* _Task item_
Return each entry word for word, without its pictures.
* * * *
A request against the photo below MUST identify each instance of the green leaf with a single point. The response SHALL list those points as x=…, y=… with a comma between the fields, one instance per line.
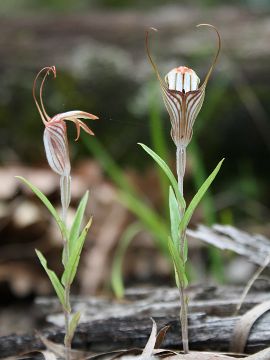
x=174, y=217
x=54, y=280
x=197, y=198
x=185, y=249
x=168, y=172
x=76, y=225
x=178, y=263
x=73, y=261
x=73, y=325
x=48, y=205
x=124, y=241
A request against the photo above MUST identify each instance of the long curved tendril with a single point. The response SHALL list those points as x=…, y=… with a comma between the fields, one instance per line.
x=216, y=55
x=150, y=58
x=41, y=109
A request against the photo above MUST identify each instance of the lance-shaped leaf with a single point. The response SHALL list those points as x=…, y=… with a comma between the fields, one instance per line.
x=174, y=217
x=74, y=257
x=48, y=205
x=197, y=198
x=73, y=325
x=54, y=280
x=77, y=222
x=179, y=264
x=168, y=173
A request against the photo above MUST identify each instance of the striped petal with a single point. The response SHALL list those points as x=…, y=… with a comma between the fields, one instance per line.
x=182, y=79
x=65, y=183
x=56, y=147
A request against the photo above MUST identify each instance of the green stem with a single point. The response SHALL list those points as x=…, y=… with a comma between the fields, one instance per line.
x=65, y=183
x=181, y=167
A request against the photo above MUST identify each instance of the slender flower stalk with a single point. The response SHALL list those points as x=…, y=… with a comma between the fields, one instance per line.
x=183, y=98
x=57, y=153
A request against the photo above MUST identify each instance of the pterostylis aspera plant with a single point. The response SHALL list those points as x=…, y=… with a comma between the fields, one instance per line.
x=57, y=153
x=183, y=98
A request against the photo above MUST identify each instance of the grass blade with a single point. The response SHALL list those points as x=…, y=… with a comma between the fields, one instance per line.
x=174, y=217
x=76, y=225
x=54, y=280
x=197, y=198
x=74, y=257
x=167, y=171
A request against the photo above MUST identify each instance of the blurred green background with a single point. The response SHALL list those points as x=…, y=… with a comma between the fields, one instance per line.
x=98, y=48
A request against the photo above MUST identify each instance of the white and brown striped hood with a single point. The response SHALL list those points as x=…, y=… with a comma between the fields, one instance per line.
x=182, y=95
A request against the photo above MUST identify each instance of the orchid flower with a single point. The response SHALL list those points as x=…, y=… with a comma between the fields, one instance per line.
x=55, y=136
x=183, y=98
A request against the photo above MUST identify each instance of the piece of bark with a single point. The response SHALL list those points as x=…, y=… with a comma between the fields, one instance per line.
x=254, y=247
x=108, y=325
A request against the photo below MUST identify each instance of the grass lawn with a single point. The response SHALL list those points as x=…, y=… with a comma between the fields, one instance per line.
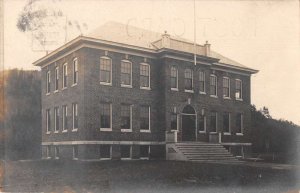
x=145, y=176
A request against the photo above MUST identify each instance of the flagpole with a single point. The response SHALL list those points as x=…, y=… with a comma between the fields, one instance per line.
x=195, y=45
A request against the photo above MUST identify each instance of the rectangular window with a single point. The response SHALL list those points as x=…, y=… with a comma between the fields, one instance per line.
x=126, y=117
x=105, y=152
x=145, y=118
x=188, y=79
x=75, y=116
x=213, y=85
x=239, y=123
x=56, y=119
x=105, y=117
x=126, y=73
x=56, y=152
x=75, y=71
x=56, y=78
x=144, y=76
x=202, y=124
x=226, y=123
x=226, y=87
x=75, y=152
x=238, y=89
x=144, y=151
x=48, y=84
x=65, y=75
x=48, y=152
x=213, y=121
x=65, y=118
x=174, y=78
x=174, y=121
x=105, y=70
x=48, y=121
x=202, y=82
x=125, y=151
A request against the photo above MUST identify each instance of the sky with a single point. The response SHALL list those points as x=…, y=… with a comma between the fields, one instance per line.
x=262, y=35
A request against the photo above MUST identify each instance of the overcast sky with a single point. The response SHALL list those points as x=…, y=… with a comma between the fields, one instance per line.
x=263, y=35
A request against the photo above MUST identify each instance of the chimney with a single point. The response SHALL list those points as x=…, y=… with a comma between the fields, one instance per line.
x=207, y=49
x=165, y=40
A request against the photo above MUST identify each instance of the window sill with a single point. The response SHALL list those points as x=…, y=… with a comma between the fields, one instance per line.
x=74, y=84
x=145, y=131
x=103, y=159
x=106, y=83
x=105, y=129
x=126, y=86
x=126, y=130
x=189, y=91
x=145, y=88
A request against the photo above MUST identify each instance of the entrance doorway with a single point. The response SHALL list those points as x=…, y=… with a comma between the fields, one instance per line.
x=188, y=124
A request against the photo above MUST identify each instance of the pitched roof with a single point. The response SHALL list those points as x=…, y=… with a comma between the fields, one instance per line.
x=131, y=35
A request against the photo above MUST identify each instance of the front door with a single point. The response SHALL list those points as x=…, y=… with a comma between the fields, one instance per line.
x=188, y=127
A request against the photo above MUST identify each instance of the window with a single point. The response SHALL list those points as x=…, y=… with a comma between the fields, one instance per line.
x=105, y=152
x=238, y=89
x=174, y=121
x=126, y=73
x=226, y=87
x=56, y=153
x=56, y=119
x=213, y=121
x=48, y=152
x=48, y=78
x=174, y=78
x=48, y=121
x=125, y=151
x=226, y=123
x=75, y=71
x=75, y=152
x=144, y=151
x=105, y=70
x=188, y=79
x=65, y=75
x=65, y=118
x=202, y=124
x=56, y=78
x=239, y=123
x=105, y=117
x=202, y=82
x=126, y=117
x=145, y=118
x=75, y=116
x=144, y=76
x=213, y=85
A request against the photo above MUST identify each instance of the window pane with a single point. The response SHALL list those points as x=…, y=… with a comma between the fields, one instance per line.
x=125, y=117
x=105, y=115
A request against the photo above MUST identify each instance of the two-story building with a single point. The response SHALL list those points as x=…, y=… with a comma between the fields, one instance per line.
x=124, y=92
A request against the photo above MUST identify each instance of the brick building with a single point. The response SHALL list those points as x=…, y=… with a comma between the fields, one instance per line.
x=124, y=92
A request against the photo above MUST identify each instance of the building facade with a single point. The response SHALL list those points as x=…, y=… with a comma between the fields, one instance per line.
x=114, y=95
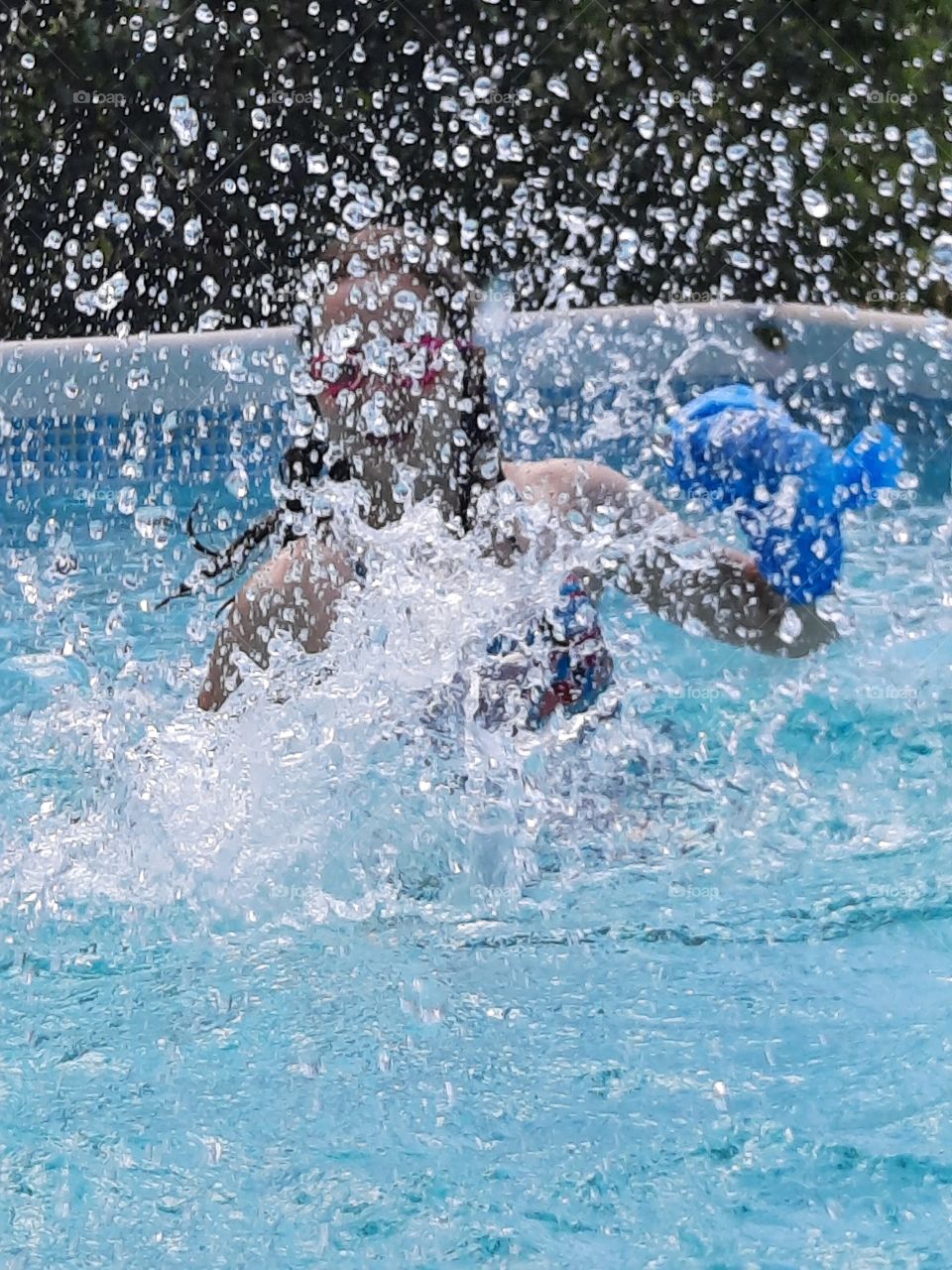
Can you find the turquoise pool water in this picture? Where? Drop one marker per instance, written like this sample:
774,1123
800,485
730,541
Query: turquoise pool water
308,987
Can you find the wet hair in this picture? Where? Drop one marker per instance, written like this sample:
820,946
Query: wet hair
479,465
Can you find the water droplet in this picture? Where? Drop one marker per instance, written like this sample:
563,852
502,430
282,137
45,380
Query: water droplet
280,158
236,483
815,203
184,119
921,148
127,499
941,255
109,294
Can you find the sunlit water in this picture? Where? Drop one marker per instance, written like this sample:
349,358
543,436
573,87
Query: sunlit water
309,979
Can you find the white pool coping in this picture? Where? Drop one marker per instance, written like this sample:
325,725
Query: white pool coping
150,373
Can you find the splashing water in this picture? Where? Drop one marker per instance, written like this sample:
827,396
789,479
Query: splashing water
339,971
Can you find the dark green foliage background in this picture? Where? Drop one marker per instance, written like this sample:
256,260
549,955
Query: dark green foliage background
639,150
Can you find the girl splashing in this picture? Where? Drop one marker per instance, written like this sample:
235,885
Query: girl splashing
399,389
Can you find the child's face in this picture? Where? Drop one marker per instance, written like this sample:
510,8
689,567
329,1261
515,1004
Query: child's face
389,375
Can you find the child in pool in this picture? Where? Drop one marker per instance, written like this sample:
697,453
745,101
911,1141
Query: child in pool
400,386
* * * *
* _Your response_
A request against the photo below MUST identify each instance of the green leaf with a single point. The response SHALL list those points as x=…, y=… with a comma between the fields, one instance per line.
x=174, y=217
x=54, y=280
x=197, y=198
x=185, y=249
x=168, y=172
x=76, y=225
x=178, y=263
x=73, y=261
x=73, y=325
x=48, y=205
x=124, y=241
A request against the photo above MUST identify each instance of the long curved tendril with a single point. The response SHALL list those points as x=…, y=… with a comma between the fields, one instance per line.
x=216, y=55
x=150, y=58
x=41, y=109
A request against the photo above MUST identify each instance of the lance-shaped leaf with a single point. The response SHALL list those points as x=…, y=… with a comma between the fields, one instance per line.
x=174, y=217
x=74, y=257
x=48, y=205
x=197, y=198
x=73, y=325
x=54, y=280
x=77, y=222
x=179, y=264
x=168, y=173
A request against the photo above MUST identify each instance of the striped petal with a single point. The response SHALL list those points as x=…, y=… with a comma between the fields, one instance per line.
x=182, y=79
x=65, y=183
x=56, y=147
A request against the photo above MUST identify each instance of the green stem with a single point. The response SHALL list those points as x=…, y=… with a comma between the fields, one instance per line.
x=65, y=183
x=181, y=167
A request against the photo above MUST identify each instance of the slender flower stalk with a single point. The response SHALL list those points as x=…, y=… with a comma between the fields, one instance per line.
x=183, y=98
x=57, y=153
A request against the photo above MUST identify each instance of the pterostylis aspera plant with a single point. The response SHALL list those points as x=…, y=… with a comma between the fields, one instance per line.
x=57, y=153
x=183, y=98
A request against the photo above MUST identify each instance of the grass blade with a single point. The response SHALL list those points as x=…, y=… with a comma between the fields, one instance per line.
x=174, y=217
x=76, y=225
x=54, y=280
x=197, y=198
x=74, y=257
x=167, y=171
A request against the photo above MUST identify each instance of the blurred green background with a single point. The response SHALL list those points as x=…, y=… with a comma between the fields, one instance per line.
x=98, y=48
A request against the photo above MUST identify each instance of the white and brown striped hood with a single point. The response SHALL list those points as x=…, y=… with a comma between the fields, one instance per line.
x=182, y=95
A request against the photo above MUST identify each instance of the orchid flower with a single point. The response SHALL list those points as x=…, y=… with a comma between the fields, one instance per line.
x=55, y=136
x=183, y=98
A request against the photo above MUST identify each instance of the piece of bark with a single point. The response SHALL list those points as x=…, y=… with a comma between the fields, one instance per line.
x=254, y=247
x=108, y=325
A request against the photo below MUST identify each instance of the grass lawn with a single point. The response SHALL list those points as x=…, y=… with a comma between the fields, one instance per line.
x=145, y=176
A request against the photo above MUST identify each instance of the flagpole with a single point. The response SHALL list those points as x=…, y=… with a comma between the fields, one instance per line.
x=195, y=45
A request against the photo above MUST identify each instance of the rectangular window with a single point. The response SHALL list those points as x=…, y=… with a comma between the fields, one instance per line.
x=126, y=117
x=105, y=152
x=145, y=118
x=188, y=79
x=75, y=116
x=213, y=85
x=239, y=123
x=56, y=119
x=105, y=117
x=126, y=73
x=56, y=152
x=75, y=71
x=56, y=78
x=144, y=76
x=202, y=124
x=226, y=123
x=226, y=87
x=75, y=152
x=238, y=89
x=144, y=151
x=48, y=84
x=65, y=75
x=48, y=152
x=213, y=121
x=65, y=118
x=174, y=78
x=174, y=121
x=105, y=70
x=48, y=121
x=202, y=82
x=125, y=151
A request against the photo above MUST identify each instance of the sky with a single point. The response SHALL list those points as x=…, y=… with a comma between the fields, one instance per line.
x=262, y=35
A request against the photo above MUST identify each instance of the overcast sky with a single point. The response SHALL list those points as x=…, y=… with a comma between the fields, one instance per line.
x=263, y=35
A request against the photo above MUST identify each instance of the chimney with a single point. The response SHALL list those points as x=…, y=… with a comma between the fields, one instance per line.
x=207, y=49
x=165, y=40
A request against the photo above MUST identify each instance of the window sill with a single point. The response SHALL list those points as x=…, y=… with a comma between the fields, one instance per line.
x=74, y=84
x=145, y=131
x=103, y=159
x=106, y=83
x=105, y=129
x=126, y=86
x=126, y=130
x=189, y=91
x=145, y=88
A request against the photo above MUST identify each instance of the entrance doorway with a single point. The response SHALL list those points as x=…, y=… with a comma between the fields, one instance per line.
x=188, y=124
A request against the photo above MUST identify each instance of the pitched roof with a single point. The response SHALL list those points as x=…, y=… with a comma between the fields, one instance per line.
x=131, y=35
A request against the photo above MUST identify each instance of the front door with a single point. The response SHALL list those points as x=…, y=… with a comma between the fields, one instance per line.
x=188, y=127
A request against the photo above MUST identify each instance of the window with a single point. The response SHALL list those points as x=…, y=… with a comma between the fields, one instance per line.
x=105, y=152
x=238, y=89
x=174, y=121
x=126, y=73
x=226, y=87
x=56, y=153
x=56, y=119
x=213, y=121
x=48, y=152
x=48, y=78
x=174, y=78
x=48, y=121
x=125, y=151
x=226, y=123
x=75, y=71
x=75, y=152
x=144, y=151
x=105, y=70
x=188, y=79
x=65, y=75
x=65, y=118
x=202, y=124
x=56, y=78
x=239, y=123
x=105, y=117
x=202, y=82
x=126, y=117
x=145, y=118
x=75, y=116
x=144, y=76
x=213, y=85
A request against the photo above MUST identify each instance of the window pane with a single point. The response SHALL list those points as x=…, y=… with a comma between the fields, one instance per line.
x=125, y=117
x=105, y=115
A request against the photo above MUST identify each instance of the two-story building with a single point. The response SHALL list those points as x=…, y=… with a comma between the fields, one instance per line.
x=124, y=92
A request against the photo above MUST identify each instance of the brick building with a single point. The response SHALL list those points as x=…, y=… with a comma between the fields, one instance per line.
x=124, y=92
A request against the photo above MUST identify each instance of the building facade with a single point. The response SHALL list those points as x=…, y=… with a comma between the fields, one instance per line.
x=114, y=95
Can you find the turquoise pool water in this picture? Where? Drop one marker per instance, written like this sample:
774,1123
800,485
730,541
Query: turquoise pool water
308,987
Can you find the wet hair in this picture? Where? Drop one marker per instance, written like this sample:
820,946
Query: wet hair
479,465
Can you find the water droplet in this picture? Where? Drop one marker per instance, written like this sample:
563,852
502,430
282,137
45,380
Query: water droplet
280,158
236,483
815,203
184,119
921,148
127,499
941,255
109,294
Can you find the sunlit water in this picture? Where? Drop one marker per instance, written like this sample:
349,358
543,436
573,87
Query: sunlit water
309,979
Can you find the white pool coping in this picture? Where? Drop one marker per instance, written like this sample:
325,725
Query: white pool coping
150,373
Can you find the splashing water in this picture? Where? Drop one marker per instance, written like this sample:
827,396
789,479
Query: splashing water
339,971
Can you find the dark green foliage background in this picture? Where? Drop one marker per instance, written like this sample:
256,260
549,955
Query: dark green foliage background
639,150
Can you find the girl splashing in this picture? Where? Drop one marker per instance, written like this sample:
235,885
Query: girl splashing
399,389
Can you find the child's face in this picture? Where? Drop one marker per instance, written like this sample:
510,8
689,567
329,1261
515,1004
Query: child's face
389,375
Can you find the child in pool in this picture? Where? Drop one marker per instance, written like this sample:
697,453
745,101
911,1141
Query: child in pool
400,386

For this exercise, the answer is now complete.